▶ _Task details_:
Copy out the listing below line for line, with no changes to any wording, number, or punctuation.

----------------

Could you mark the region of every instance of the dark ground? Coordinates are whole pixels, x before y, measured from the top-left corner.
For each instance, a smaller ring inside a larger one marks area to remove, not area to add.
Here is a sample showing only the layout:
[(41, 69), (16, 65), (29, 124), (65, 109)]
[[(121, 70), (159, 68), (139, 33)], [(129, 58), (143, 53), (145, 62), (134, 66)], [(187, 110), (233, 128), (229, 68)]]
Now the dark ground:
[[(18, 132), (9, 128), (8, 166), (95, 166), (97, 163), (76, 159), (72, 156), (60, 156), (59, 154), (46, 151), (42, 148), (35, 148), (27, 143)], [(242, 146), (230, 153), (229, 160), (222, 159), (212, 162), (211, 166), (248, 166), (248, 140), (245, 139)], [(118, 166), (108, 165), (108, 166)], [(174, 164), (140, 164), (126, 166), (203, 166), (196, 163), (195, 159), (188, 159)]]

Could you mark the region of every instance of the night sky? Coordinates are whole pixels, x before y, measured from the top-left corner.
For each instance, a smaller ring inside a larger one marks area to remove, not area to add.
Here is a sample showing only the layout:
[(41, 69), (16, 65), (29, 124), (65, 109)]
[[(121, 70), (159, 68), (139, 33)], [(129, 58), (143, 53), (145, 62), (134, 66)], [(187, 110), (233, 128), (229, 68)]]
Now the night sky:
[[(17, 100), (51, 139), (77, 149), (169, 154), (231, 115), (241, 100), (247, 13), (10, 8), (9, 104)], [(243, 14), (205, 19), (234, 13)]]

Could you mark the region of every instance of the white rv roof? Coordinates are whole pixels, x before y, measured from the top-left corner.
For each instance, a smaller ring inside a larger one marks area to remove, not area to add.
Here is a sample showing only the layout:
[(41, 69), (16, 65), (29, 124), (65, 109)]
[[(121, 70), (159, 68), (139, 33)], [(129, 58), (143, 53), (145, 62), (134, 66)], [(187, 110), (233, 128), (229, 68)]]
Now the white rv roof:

----------------

▶ _Task solution_:
Could you mark the region of every instance of the dark ground? Coordinates are whole pixels, x before y, measured from the top-left corner.
For each instance, a smaller ring inside a larger one marks area to remove, not area to add.
Here is a sample showing only the layout:
[(41, 69), (16, 65), (29, 124), (65, 109)]
[[(121, 70), (159, 68), (139, 33)], [(129, 58), (143, 53), (145, 62), (134, 66)], [(187, 110), (233, 128), (229, 68)]]
Now the dark ground:
[[(18, 132), (9, 128), (8, 166), (95, 166), (97, 163), (76, 159), (72, 156), (60, 156), (59, 154), (46, 151), (42, 148), (35, 148), (27, 143)], [(242, 146), (230, 153), (229, 160), (222, 159), (212, 162), (211, 166), (248, 166), (248, 140), (245, 139)], [(118, 166), (108, 165), (108, 166)], [(174, 164), (140, 164), (126, 166), (203, 166), (196, 163), (195, 159), (188, 159)]]

Could you mark the region of every instance of the night sky? Coordinates are whole pixels, x before y, measured from the top-left corner.
For each instance, a smaller ring inside a larger one marks area to remove, not area to add.
Here is a sample showing only the layout:
[(41, 69), (16, 65), (29, 124), (65, 109)]
[[(121, 70), (159, 68), (139, 33)], [(129, 58), (143, 53), (145, 62), (134, 66)], [(187, 110), (233, 128), (229, 68)]]
Now the night sky:
[[(17, 100), (51, 139), (77, 149), (169, 154), (231, 115), (241, 100), (247, 13), (10, 8), (9, 104)], [(243, 14), (205, 19), (234, 13)]]

Could you mark the region of every instance of the white rv roof? Coordinates are whole pixels, x before y, measured from the top-left corner.
For each instance, a smaller ring inside a larger one marks area to remove, not area to add.
Here is a sample showing only the layout:
[(41, 69), (16, 65), (29, 124), (65, 109)]
[[(121, 70), (159, 68), (139, 33)], [(129, 58), (143, 53), (145, 62), (134, 66)], [(187, 110), (233, 128), (229, 68)]]
Now the white rv roof:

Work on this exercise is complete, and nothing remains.